Text provided:
How about adding rational fraction to Python?

Lie Lie.1296 at gmail.com
Sun Mar 2 11:23:13 EST 2008


On Mar 2, 10:02 pm, Paul Rubin <http://phr...@NOSPAM.invalid> wrote:
> Lie <Lie.1... at gmail.com> writes:
> > Anyway, I don't think Python should
> > work that way, because Python have a plan for numerical integration
> > which would unify all numerical types into an apparent single type,
> > which requires removal of operator's limitations.
>
> Well I think the idea is to have a hierarchy of nested numeric types,
> not a single type.

You hit the right note, but what I meant is the numeric type
unification would make it _appear_ to consist of a single numeric type
(yeah, I know it isn't actually, but what appears from outside isn't
always what's inside).

What to do:
a - In the mailing-list post, why does Lie think Python should not "work that way"? Answer in one to three sentences.
b - List the header lines at the top of the mailing-list post, before the line beginning "On Mar 2, 10:02 pm".
c - Continue the mailing-list post about Python numeric types, starting after its final sentence.
The records are separate material, unrelated to the mailing-list post.

Dataset excerpts:

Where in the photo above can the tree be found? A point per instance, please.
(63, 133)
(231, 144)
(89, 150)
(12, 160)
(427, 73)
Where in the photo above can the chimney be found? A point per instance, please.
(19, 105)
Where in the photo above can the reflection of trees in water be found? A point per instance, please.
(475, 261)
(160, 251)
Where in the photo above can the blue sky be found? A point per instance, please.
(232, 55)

--

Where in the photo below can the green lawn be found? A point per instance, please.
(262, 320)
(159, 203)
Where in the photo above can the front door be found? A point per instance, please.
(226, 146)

==

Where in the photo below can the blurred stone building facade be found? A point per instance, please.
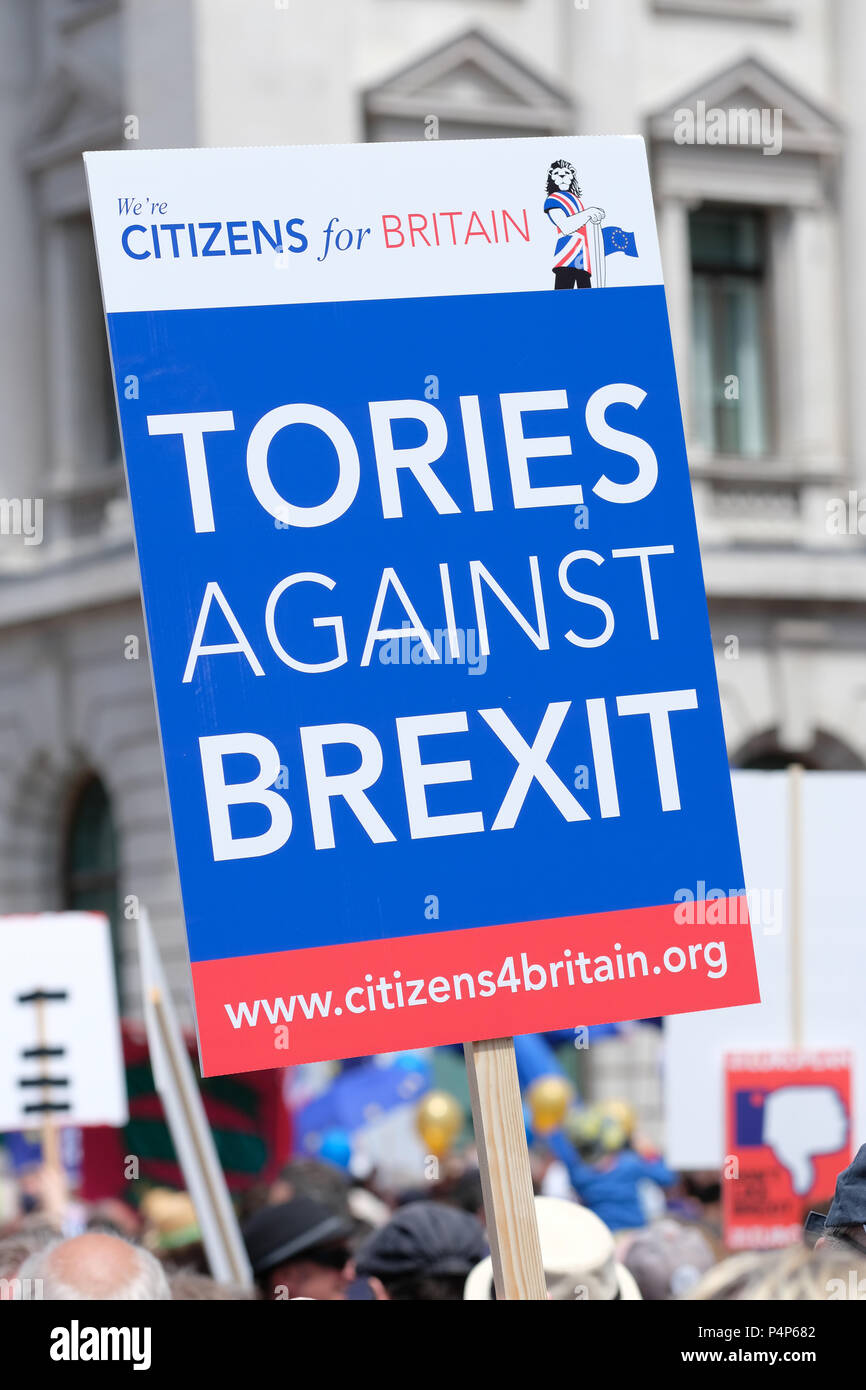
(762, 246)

The responses:
a - Lie says Python plans to unify all its numeric types into what appears to be a single type. That plan requires removing the limitations on operators.

b -
- How about adding rational fraction to Python?
- Lie Lie.1296 at gmail.com
- Sun Mar 2 11:23:13 EST 2008

c -
> > from __future import division
> > a = 10
> > b = 5
> > c = a / b
> > if c * b == a: print 'multiplication is inverse of division'
>
> Try with a=7, b=25

They should still compare true, but they don't. The reason why they
don't is because of float's finite precision, which is not exactly
what we're talking here since it doesn't change the fact that
multiplication and division are inverse of each other. One way to
handle this situation is to do an epsilon aware comparison (as should
be done with any comparison involving floats), but I don't do it cause
my intention is to clarify the real problem that multiplication is
indeed inverse of division and I want to avoid obscuring that with the
epsilon comparison.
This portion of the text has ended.